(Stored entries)
____
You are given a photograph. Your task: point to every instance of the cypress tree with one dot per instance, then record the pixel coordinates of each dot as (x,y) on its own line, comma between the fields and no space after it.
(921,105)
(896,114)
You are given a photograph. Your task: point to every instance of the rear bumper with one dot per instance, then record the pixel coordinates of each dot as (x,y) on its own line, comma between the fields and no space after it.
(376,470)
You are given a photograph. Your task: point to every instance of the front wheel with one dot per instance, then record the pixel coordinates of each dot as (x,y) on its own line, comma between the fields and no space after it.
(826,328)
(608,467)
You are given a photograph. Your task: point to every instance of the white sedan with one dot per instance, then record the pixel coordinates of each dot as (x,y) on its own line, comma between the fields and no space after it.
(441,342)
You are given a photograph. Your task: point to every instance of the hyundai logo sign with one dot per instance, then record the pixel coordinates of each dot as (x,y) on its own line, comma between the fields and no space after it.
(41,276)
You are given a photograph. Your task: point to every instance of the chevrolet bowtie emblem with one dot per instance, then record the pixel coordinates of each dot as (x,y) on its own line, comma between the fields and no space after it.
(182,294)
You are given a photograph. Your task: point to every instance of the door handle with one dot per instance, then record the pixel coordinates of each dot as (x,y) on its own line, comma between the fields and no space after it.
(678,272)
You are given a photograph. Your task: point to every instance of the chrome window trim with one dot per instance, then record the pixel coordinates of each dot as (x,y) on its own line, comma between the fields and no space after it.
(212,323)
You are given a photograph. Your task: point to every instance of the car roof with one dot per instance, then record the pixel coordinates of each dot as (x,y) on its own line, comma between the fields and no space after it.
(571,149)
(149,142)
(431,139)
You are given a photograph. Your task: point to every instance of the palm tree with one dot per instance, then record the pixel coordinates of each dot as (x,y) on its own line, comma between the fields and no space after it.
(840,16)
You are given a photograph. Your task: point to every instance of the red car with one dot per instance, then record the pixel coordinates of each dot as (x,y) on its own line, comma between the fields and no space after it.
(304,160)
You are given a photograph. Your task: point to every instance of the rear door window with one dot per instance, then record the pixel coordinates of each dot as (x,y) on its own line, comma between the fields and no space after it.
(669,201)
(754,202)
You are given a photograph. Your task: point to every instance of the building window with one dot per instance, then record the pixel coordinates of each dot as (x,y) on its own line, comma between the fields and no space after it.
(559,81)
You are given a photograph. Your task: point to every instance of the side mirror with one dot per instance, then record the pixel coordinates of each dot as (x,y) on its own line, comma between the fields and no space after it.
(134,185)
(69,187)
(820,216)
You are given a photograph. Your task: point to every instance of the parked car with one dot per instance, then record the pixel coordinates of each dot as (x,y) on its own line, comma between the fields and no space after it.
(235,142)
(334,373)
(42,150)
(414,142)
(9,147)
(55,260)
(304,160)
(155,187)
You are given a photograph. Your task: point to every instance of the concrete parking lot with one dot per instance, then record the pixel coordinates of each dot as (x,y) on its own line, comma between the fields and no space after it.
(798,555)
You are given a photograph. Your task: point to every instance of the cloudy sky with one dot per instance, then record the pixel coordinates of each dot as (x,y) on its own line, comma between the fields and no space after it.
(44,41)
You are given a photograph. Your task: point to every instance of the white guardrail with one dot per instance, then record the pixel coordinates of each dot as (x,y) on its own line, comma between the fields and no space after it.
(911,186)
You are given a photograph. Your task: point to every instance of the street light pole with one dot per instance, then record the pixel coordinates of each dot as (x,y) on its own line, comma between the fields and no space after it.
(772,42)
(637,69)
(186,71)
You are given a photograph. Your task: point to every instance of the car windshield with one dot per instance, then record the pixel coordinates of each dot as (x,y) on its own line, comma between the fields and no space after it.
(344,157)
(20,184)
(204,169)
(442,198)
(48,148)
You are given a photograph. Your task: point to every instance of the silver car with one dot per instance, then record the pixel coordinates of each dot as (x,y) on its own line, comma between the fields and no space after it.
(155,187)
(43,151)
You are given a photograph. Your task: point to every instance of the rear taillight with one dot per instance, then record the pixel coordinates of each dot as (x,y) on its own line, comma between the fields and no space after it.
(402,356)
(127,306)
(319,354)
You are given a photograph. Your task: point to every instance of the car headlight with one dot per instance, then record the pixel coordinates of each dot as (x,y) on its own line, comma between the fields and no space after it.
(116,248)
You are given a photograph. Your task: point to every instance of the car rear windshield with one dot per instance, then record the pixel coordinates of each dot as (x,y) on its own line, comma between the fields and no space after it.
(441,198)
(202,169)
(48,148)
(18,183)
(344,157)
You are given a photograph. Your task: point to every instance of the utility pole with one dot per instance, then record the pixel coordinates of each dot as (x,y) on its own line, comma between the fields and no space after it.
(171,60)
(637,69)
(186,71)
____
Reproduce every line of the data above verbatim, without altering anything.

You are given a photograph. Your task: point to every instance of the cypress tree with one dot per instance, then record the pixel coordinates of each dot as (x,y) on its own line, comma between the fields and no space after it.
(921,105)
(896,114)
You are given a photograph. Your task: point to every instance of the rear bumper with one dot per instance, then record the pixel coordinates of each dot as (x,y) on its own line, comma between the fields and no space after it.
(376,470)
You are given a photograph. Your task: point to every instance of the front wheel with one dot per instance, then record the pixel coordinates of each dot as (x,y) on its own line, comma between the fields and no space after it.
(826,328)
(608,467)
You are given a photograph. Your task: point to every instance of the white sedan with one dot per instance, then record the pixel coordinates of each dot as (x,y) on its own line, comma between the fields and no space after it.
(441,342)
You are given a photograph. Your task: point to every instance of the hyundai logo sign with one dot per instance, then record the pixel coordinates of each dot as (x,y) on its own line, comma between the fields and no space after it.
(41,276)
You are given a photograph. Your task: point to every instance of the chevrolet bowtie emblem with one dot per instance, then record the pixel coordinates of each dot as (x,y) on its own line, comma between the fields and no space after it.
(182,294)
You are given a photograph. Your task: point to every instance of the door handle with one dot per instance, then record the pixel coordinates of each dot as (x,y) on its own line, comma between the fields and no space after it.
(678,272)
You are given a photograph. Your task: point to every instance of the chrome window trim with one dot per instance, then record the pixel coordinates of each dot as (x,y) on its own line, comma between the fields and no space after it.
(212,323)
You are given a photograph. Your task: point to every instance of the car roof with one dot per instance, then record the pixel coordinates of each dot as (x,y) on its own line, comma between the fields and no space after it.
(571,149)
(149,142)
(431,139)
You are given a photograph. Your task: point to every instance of the palm tree with one dot per instance, then record the pixel coordinates of each dot as (x,y) on its own line, comma between the fields and no space after it.
(840,16)
You are given a photograph. Your task: point to every instance of the red car with one dot per instance, then record the pixel coordinates of each dot as (x,y) on its own line, comma between the fields and no space after it.
(304,160)
You are given a photograph. Your task: point to every instance of the rear door window with one dot per instance, then record the pixel coordinates of each dot as (x,y) on its own line, comma between the fields and no space after it.
(669,201)
(754,202)
You are given a photograph. Your task: point to every instance of the building window with one dot per instance, then record the pixel coordinates of each dot as (x,y) on its own line, comma between the fields and no space after it.
(559,81)
You are given a photograph. Your task: point to every instance of the side mirror with one dot per instance, then record the pixel coordinates of each dot as (x,y) on its own line, comma between the fields and no space after it.
(134,185)
(69,187)
(820,216)
You are given a photograph. Your task: point to every instance of the parked car with one dot per instance, then record the pixel coordinates of each dot as (x,y) on its own line, comma between the fields and no space after it.
(235,142)
(334,373)
(42,150)
(414,142)
(9,147)
(55,260)
(304,160)
(155,187)
You are given a photograph. Your task: point to every instance of the concrete parking lot with one dot per instance, then record the pixel coordinates of each dot as (x,y) on its own line, comma between the fields and no space after it.
(798,555)
You are given a photograph. Your task: point to every instance of the cloudy sky with one dot per instance, then record the pixel coordinates of each dot as (x,y) on its own line, comma between the fields and no space after it.
(44,41)
You are given a photograph. Your task: point to every instance of the white guardrail with one dot per instance, then record the pixel coordinates of each dot as (x,y) on its own line, comma between the fields and no space after it.
(911,186)
You are given a photograph. Your task: point to every instance of the street light pole with one dot per instance, then record the pixel coordinates of each dot as (x,y) on its own line, comma between the fields and no space after it.
(772,42)
(637,69)
(186,71)
You are given a photograph. Your task: point to every instance of the car windshield with one dot per instance, then record the pixel coordinates of each dot as (x,y) on its own line, comma between the fields and no space after it.
(344,157)
(20,184)
(204,169)
(442,198)
(48,148)
You are given a photograph. Your task: point to every instance of the silver car with one dot per instance, then record the pixel coordinates of each dot as (x,y) on its own line, comma between the fields and no space after it.
(155,187)
(43,151)
You are given a photograph. Your task: point to every instance of the rear taillight with one dot per instance, then record the pixel coordinates of each dot as (x,y) on its own line, comma between the fields and no space after it.
(402,356)
(127,306)
(319,354)
You are given a photograph. Your task: point to every instance of the car headlight with one dot per instance, then record the pixel coordinates of each dot as (x,y) on its own line, comma between the fields and no space after it.
(116,248)
You are given a photograph. Your task: point to every instance of the car rear windshield with one dot per instance, then record the pixel coordinates of each dot as (x,y) on its own line, comma between the fields and no space after it.
(441,198)
(202,169)
(48,148)
(18,183)
(344,157)
You are given a photograph. Your task: point to every instance of the utility pole with one dot per instance, then record the pixel coordinates of each dot as (x,y) on its own line, comma between the fields and no space after it.
(171,60)
(637,69)
(186,71)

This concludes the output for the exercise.